TASK BRIEF -> Place each line of the listing below into a JSON array of strings, one entry per line, skipping blank lines.

RECORDS PROVIDED ->
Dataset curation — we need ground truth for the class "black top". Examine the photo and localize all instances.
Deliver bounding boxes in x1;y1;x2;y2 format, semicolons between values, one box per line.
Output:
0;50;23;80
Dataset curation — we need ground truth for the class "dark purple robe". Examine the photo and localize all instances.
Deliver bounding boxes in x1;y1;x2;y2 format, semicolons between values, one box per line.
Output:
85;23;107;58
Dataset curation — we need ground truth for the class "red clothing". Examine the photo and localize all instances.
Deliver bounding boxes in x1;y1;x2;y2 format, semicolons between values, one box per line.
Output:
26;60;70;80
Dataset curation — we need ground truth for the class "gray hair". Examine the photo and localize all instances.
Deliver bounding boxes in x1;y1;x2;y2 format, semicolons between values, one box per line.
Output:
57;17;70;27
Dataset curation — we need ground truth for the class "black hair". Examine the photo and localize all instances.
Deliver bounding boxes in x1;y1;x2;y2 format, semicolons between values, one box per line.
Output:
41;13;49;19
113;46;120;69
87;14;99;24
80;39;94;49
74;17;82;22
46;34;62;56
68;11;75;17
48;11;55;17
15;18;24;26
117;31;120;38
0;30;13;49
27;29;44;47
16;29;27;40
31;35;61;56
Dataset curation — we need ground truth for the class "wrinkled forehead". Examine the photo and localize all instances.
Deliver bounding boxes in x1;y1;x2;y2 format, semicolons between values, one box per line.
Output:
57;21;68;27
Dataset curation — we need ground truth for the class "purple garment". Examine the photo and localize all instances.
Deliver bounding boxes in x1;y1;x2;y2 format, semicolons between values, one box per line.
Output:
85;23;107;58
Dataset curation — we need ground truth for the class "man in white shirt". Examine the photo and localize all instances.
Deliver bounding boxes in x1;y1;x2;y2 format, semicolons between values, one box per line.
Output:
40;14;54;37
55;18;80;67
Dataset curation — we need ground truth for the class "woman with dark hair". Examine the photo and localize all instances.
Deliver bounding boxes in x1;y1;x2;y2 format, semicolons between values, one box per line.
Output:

WRITTEN RESPONSE ->
[
  "Dataset curation — we need ground truth for the class \"black top\". Examine the photo and localize all instances.",
  "Deliver bounding boxes in x1;y1;x2;y2 format, semicolons between values, one box per line.",
  "Output:",
  "0;50;23;80",
  "Dataset curation — we need ground truth for the class \"dark purple robe\". Examine the photo and localize all instances.",
  "Deliver bounding boxes in x1;y1;x2;y2 format, semicolons between values, one box per line.",
  "Output:",
  "85;23;107;58",
  "Dataset curation — we need ground truth for the class \"red clothing\". Examine the photo and localize all instances.",
  "Deliver bounding boxes in x1;y1;x2;y2 format, semicolons between values, one box per line.",
  "Output:",
  "26;60;70;80",
  "Dataset curation — we need ground truth for the class \"gray hair\". Examine the photo and localize all instances.",
  "Deliver bounding boxes in x1;y1;x2;y2 format, semicolons between values, one box per line.",
  "Output:",
  "57;17;70;27",
  "Dataset curation — we need ground truth for the class \"black hair\". Examine the photo and localize all instances.",
  "Deliver bounding boxes in x1;y1;x2;y2 format, semicolons between values, one box per line.",
  "Output:",
  "41;13;49;19",
  "113;46;120;69",
  "87;14;99;24",
  "80;39;94;49",
  "74;17;82;22",
  "46;34;62;56",
  "68;11;75;17",
  "48;11;55;17",
  "15;18;24;26",
  "117;31;120;38",
  "0;30;13;49",
  "27;29;44;47",
  "16;29;27;40",
  "31;35;61;56",
  "Dataset curation — we need ground truth for the class \"wrinkled forehead\". Examine the photo and localize all instances.",
  "Deliver bounding boxes in x1;y1;x2;y2 format, semicolons between values, one box per line.",
  "Output:",
  "57;21;68;27",
  "Dataset curation — we need ground truth for the class \"purple garment\". Examine the photo and localize all instances.",
  "Deliver bounding boxes in x1;y1;x2;y2 format, semicolons between values, one box per line.",
  "Output:",
  "85;23;107;58",
  "Dataset curation — we need ground truth for the class \"man in white shirt\". Examine the photo and localize all instances.",
  "Deliver bounding boxes in x1;y1;x2;y2 format, semicolons between values, one box per line.",
  "Output:",
  "40;14;54;37",
  "55;18;80;67",
  "Dataset curation — we need ground truth for the class \"woman with dark hair\". Examine the photo and localize all instances.",
  "Deliver bounding boxes in x1;y1;x2;y2 format, semicolons between values, one box per line.",
  "Output:"
]